WHAT IS NEEDED:
Copy the lines from the line with "Look at the image above and check whether any dirt" to the line with "left=848, top=422, right=869, bottom=442", changing "small stone" to "pebble" and leaving everything else the same.

>> Begin RECORDS SHOWN

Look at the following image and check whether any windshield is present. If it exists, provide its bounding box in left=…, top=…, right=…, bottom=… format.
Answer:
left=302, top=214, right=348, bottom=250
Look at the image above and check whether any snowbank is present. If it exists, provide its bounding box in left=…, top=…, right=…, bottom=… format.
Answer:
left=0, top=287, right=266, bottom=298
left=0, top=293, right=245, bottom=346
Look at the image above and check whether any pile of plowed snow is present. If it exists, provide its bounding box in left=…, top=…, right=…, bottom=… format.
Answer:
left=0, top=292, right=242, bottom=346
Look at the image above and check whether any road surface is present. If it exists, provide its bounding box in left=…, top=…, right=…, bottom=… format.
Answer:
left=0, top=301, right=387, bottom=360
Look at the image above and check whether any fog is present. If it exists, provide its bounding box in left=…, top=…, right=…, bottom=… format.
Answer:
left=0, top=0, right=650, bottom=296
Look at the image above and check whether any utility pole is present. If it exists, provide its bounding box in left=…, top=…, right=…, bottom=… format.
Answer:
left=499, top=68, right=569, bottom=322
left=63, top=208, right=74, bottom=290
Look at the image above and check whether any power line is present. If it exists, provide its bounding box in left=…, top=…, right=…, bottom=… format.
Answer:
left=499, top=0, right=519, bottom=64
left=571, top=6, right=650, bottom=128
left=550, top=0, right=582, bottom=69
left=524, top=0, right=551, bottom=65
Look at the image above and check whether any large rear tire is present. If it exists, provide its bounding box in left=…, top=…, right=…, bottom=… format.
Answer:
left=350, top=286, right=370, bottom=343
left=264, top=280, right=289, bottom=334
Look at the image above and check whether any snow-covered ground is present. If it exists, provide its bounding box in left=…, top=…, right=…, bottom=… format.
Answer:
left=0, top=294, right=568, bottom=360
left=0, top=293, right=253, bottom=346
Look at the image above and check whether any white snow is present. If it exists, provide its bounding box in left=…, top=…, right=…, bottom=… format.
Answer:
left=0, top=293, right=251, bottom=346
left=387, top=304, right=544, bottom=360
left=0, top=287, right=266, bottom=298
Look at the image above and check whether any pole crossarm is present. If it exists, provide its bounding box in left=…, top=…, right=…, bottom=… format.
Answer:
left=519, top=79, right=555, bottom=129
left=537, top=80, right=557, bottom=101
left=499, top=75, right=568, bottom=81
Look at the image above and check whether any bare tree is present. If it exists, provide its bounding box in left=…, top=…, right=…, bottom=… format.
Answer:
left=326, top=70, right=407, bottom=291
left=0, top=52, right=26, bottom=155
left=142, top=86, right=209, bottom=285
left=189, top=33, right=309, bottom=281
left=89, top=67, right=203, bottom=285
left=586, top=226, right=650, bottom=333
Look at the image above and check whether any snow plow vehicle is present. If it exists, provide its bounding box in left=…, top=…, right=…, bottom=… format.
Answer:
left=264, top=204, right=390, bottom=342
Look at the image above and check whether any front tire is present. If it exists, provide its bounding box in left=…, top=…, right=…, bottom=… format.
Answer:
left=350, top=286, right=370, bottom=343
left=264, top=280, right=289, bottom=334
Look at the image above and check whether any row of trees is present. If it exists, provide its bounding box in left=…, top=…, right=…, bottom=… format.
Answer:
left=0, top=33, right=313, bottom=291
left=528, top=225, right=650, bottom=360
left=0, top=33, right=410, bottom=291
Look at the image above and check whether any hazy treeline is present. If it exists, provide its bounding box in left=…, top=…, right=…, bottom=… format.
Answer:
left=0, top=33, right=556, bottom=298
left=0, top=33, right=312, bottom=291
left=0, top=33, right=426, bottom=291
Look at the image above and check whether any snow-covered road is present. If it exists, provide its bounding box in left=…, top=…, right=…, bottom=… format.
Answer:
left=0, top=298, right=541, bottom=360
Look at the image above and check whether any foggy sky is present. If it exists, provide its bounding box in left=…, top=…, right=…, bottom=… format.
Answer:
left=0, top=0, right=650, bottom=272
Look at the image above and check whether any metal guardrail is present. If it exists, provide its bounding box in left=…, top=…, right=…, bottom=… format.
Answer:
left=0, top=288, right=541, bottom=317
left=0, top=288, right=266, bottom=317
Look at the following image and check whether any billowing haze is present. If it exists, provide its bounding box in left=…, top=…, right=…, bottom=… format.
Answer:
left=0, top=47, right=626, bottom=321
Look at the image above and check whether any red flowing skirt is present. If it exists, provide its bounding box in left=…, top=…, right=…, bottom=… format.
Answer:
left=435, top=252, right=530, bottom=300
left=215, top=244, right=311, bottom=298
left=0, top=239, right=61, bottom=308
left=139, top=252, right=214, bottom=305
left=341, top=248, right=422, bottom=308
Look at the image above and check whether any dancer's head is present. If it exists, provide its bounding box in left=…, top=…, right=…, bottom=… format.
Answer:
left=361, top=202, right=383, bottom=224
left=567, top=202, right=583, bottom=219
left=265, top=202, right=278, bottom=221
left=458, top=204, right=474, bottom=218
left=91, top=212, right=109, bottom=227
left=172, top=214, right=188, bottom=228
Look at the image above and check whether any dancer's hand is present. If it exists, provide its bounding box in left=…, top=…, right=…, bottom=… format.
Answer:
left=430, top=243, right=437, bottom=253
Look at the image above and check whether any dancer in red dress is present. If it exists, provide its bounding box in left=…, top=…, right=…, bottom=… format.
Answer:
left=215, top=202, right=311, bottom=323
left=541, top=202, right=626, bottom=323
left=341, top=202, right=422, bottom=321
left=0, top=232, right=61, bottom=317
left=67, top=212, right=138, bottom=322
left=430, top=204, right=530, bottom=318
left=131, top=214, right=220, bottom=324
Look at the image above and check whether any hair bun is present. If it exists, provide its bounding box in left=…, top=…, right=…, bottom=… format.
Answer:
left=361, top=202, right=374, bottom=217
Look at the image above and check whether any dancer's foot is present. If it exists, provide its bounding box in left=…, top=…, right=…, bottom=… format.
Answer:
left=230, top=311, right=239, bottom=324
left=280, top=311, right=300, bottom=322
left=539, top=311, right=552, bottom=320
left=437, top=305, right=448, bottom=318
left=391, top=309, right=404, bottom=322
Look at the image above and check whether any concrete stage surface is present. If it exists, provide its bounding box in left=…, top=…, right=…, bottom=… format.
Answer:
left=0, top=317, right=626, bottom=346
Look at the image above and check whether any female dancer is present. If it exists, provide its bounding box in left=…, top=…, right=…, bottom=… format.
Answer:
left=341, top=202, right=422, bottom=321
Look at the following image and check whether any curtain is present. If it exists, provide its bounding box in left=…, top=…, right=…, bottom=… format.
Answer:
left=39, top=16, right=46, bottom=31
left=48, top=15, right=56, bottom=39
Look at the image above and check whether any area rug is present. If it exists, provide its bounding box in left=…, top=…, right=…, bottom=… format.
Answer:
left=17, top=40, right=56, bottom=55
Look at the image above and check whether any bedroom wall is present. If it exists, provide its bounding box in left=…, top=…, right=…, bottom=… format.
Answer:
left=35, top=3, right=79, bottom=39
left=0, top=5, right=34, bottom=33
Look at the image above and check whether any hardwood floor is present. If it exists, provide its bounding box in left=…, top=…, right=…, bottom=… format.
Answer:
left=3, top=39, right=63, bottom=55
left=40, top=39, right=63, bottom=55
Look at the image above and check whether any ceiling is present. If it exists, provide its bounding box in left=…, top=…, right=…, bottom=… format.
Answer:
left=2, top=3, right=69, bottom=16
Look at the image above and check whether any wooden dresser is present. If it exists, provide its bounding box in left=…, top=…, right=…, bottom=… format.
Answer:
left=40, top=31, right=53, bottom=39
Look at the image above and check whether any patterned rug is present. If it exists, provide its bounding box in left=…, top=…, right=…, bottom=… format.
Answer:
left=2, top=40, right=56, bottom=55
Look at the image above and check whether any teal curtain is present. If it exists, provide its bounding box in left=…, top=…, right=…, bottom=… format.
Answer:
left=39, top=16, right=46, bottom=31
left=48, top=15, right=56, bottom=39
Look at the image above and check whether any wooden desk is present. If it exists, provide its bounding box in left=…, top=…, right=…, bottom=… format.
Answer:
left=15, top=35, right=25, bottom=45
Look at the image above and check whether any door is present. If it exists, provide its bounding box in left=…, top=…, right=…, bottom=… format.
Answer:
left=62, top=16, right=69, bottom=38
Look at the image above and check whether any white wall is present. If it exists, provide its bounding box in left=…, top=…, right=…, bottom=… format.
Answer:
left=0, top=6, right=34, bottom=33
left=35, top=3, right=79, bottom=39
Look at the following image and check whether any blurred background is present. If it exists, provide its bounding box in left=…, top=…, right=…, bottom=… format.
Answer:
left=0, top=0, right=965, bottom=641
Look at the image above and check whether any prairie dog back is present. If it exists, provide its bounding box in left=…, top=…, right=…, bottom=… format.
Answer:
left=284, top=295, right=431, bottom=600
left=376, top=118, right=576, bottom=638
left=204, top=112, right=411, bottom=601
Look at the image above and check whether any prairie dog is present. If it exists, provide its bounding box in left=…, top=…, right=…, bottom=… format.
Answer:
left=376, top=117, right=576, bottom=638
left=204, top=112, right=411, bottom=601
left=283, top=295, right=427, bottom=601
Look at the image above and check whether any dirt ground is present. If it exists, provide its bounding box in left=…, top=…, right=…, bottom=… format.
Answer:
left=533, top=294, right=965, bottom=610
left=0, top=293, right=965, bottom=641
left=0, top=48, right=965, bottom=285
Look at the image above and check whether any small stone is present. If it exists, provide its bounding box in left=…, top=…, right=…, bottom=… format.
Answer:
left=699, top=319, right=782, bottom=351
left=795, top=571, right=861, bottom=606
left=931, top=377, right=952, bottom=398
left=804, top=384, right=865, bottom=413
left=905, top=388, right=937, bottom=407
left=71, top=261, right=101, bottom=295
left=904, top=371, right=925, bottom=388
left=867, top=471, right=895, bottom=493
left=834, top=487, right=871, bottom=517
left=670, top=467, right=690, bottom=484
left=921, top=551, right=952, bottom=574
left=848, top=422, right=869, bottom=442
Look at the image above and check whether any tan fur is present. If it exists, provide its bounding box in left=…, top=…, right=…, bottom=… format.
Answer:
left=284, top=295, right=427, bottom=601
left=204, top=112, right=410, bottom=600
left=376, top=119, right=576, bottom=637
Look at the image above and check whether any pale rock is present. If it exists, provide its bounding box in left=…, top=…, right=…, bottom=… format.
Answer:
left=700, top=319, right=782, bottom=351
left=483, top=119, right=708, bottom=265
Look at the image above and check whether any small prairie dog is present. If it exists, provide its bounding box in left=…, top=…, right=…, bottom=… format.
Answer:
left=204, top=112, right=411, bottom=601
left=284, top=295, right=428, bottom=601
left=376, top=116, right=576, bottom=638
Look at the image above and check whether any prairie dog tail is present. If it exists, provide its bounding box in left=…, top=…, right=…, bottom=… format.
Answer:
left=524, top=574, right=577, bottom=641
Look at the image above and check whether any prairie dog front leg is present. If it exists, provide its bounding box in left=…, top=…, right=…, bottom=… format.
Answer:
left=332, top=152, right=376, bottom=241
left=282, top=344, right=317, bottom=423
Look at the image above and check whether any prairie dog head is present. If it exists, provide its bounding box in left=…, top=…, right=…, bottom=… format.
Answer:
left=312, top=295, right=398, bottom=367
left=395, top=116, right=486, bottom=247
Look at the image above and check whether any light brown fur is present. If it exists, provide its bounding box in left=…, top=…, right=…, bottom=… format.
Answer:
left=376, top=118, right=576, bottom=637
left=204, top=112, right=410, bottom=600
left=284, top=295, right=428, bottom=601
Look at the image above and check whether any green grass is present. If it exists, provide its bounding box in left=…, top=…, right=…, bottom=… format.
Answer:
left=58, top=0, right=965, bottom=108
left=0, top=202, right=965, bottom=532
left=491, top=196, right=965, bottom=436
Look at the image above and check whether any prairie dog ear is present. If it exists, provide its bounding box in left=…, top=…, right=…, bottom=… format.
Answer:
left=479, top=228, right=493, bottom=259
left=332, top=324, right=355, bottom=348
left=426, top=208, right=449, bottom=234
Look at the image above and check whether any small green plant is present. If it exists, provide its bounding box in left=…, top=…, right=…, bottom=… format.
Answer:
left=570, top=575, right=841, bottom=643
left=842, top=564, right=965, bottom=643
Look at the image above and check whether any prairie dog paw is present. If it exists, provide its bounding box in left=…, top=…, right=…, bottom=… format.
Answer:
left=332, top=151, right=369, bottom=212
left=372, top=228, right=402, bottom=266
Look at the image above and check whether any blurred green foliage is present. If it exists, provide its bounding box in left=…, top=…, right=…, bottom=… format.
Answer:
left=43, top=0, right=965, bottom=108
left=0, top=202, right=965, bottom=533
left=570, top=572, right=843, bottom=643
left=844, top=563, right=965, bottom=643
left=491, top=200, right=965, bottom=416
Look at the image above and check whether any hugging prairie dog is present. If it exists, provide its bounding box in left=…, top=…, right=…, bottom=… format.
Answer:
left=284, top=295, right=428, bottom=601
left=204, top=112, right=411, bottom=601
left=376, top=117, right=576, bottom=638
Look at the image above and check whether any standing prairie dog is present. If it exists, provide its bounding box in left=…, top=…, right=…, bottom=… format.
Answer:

>> End RECORDS SHOWN

ANSWER FOR THIS EXERCISE:
Look at the image above and check whether any dirt ground is present. If it exists, provide its bounding box in left=…, top=…, right=…, bottom=… format.
Answer:
left=533, top=294, right=965, bottom=610
left=0, top=293, right=965, bottom=641
left=0, top=48, right=965, bottom=285
Look at the image above and check whether any pebble is present. If it exists, provide its bounding box in left=…, top=…, right=…, bottom=… format.
Answer:
left=699, top=319, right=782, bottom=351
left=795, top=571, right=861, bottom=606
left=931, top=377, right=952, bottom=398
left=804, top=384, right=865, bottom=413
left=905, top=388, right=937, bottom=407
left=71, top=261, right=101, bottom=295
left=904, top=371, right=925, bottom=388
left=867, top=471, right=895, bottom=493
left=834, top=487, right=871, bottom=517
left=670, top=467, right=690, bottom=484
left=921, top=551, right=952, bottom=574
left=848, top=422, right=869, bottom=442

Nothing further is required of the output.